| Extracted material |
------------

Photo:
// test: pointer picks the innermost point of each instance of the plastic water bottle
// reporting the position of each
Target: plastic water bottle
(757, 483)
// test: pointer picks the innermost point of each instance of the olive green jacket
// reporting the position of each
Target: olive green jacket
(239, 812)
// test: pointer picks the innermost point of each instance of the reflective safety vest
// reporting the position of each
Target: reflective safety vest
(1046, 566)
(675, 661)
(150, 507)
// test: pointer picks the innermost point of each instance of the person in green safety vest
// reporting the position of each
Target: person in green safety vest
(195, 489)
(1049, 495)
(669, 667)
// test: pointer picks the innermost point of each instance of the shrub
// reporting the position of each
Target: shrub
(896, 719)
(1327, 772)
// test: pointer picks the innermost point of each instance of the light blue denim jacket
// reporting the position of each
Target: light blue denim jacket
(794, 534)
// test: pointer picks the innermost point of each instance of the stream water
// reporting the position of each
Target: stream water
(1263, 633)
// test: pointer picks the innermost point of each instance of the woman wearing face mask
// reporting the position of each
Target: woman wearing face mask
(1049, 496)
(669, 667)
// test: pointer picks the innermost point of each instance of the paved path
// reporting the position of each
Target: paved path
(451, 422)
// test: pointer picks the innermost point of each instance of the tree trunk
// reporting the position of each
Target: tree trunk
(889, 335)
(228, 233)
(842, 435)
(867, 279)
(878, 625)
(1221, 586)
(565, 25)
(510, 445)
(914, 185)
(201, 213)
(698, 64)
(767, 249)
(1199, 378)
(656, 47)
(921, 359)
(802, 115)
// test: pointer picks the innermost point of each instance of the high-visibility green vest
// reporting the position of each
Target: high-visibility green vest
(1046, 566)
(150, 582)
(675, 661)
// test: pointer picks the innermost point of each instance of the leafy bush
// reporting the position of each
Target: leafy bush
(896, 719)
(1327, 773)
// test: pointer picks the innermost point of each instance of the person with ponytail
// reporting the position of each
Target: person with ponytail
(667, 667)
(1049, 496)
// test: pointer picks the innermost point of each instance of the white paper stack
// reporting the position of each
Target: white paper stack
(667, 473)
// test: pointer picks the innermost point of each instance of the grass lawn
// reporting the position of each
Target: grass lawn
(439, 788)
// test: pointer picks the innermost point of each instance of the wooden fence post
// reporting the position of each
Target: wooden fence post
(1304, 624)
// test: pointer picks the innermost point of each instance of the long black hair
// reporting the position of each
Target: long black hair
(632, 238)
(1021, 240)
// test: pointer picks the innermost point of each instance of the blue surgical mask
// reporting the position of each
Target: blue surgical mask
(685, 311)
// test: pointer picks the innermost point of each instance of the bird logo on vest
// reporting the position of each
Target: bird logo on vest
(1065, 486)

------------

| Work task |
Only the lines from the one containing "the wooden fence post" through the last line of the records belong in the answer, each written out exactly.

| Written answer |
// test: pointer picks the innermost point of each instance of the wooden fence post
// reporting the position of each
Target: wooden fence post
(1304, 624)
// test: pointer picks the innermost point of each instance of the long black hair
// reporting the position of each
Target: long black hair
(632, 238)
(1021, 240)
// test: pointer picks the innermost point of each instance of the blue surgical mask
// reporting the position of each
Target: blue surgical mask
(685, 311)
// test: pointer picks the innermost point of each instance of the bird logo on vest
// reporting the position of each
Target: bird logo on vest
(1065, 486)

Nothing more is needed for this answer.